(What to work on) Express the entries below as a two-column CSV with the header request,answer and one row for each of the nine entries. Put each entry's text in one quoted field and its points in another, with line breaks turned into spaces, and leave the picture out.

________________________________________

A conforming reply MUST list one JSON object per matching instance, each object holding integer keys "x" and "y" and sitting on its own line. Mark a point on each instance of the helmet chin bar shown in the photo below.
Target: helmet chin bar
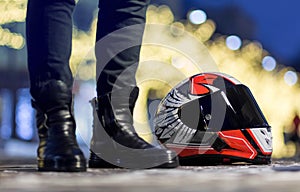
{"x": 186, "y": 121}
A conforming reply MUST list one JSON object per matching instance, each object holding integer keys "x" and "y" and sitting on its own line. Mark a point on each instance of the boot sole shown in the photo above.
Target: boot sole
{"x": 59, "y": 165}
{"x": 127, "y": 162}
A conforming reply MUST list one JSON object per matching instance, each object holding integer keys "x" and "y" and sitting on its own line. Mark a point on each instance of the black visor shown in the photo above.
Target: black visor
{"x": 232, "y": 109}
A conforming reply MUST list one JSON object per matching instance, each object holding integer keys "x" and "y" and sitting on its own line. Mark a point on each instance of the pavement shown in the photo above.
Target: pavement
{"x": 18, "y": 173}
{"x": 283, "y": 176}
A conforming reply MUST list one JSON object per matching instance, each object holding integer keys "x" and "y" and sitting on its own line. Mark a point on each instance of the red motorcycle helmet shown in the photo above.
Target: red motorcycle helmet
{"x": 211, "y": 118}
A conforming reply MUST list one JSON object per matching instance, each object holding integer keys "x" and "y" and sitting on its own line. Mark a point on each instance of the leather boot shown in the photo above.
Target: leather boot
{"x": 101, "y": 143}
{"x": 125, "y": 148}
{"x": 42, "y": 131}
{"x": 58, "y": 149}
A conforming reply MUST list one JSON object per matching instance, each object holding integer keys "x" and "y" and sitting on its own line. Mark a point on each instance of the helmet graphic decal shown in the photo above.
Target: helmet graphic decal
{"x": 212, "y": 118}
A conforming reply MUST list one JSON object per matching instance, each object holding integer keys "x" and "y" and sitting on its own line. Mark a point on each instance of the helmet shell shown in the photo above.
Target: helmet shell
{"x": 212, "y": 118}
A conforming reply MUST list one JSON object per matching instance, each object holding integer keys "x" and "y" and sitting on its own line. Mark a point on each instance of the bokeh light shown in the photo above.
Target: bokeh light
{"x": 269, "y": 63}
{"x": 233, "y": 42}
{"x": 197, "y": 17}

________________________________________

(Final result)
request,answer
"A conforming reply MUST list one JSON object per matching instance, each object holding integer keys ""x"" and ""y"" and sitting on its own line. Mark a point on each instance of the helmet chin bar shown in the photo below. Target: helmet chin bar","{""x"": 186, ""y"": 121}"
"A conforming reply MUST list one JSON object per matching instance, each object holding integer keys ""x"" and ""y"" and sitting on its own line. Mark a point on each instance of the boot sole shown in the photo above. Target: boot sole","{""x"": 59, ""y"": 165} {""x"": 127, ""y"": 162}"
"A conforming reply MUST list one JSON object per matching instance, each object holding integer keys ""x"" and ""y"" and sitting on its own line. Mark a point on each instance of the black visor shown in the photo above. Target: black visor","{""x"": 232, ""y"": 109}"
"A conforming reply MUST list one JSON object per matching instance, each object holding integer keys ""x"" and ""y"" and sitting on its own line. Mark a point on each instance of the pavement shown in the photo above. Target: pavement","{""x"": 18, ""y"": 173} {""x"": 283, ""y"": 176}"
"A conforming reply MUST list one JSON object per matching instance, each object holding integer keys ""x"" and ""y"" and sitting on its own line. Mark a point on each instance of the red motorcycle helmet shown in the photo above. Target: red motorcycle helmet","{""x"": 211, ""y"": 118}"
"A conforming reply MUST list one JSON object per matching instance, each object holding integer keys ""x"" and ""y"" and sitting on its own line. Mark a point on each instance of the leather boot shown in the photo above. Target: leather boot","{""x"": 101, ""y"": 143} {""x"": 125, ""y"": 148} {""x"": 42, ""y"": 131} {""x"": 58, ""y"": 149}"
"A conforming reply MUST list one JSON object per matching instance, each object holding integer keys ""x"" and ""y"" and sitting on its own line. Mark a point on each instance of the helmet graphic decal shown in the photo above. Target: helmet graphic decal","{""x"": 212, ""y"": 118}"
"A conforming reply MUST list one JSON object per matching instance, each object holding integer keys ""x"" and ""y"" and sitting on its own line. Mark a point on each instance of the helmet shell shown in the photo above. Target: helmet shell","{""x"": 212, ""y"": 118}"
"A conforming reply MUST list one JSON object per matching instance, each object holding integer keys ""x"" and ""y"" and sitting on its own line. Mark a point on each instance of the bokeh light shown in the photo above. Target: bokeh light","{""x"": 269, ""y"": 63} {""x"": 233, ""y"": 42} {""x"": 197, ""y"": 17}"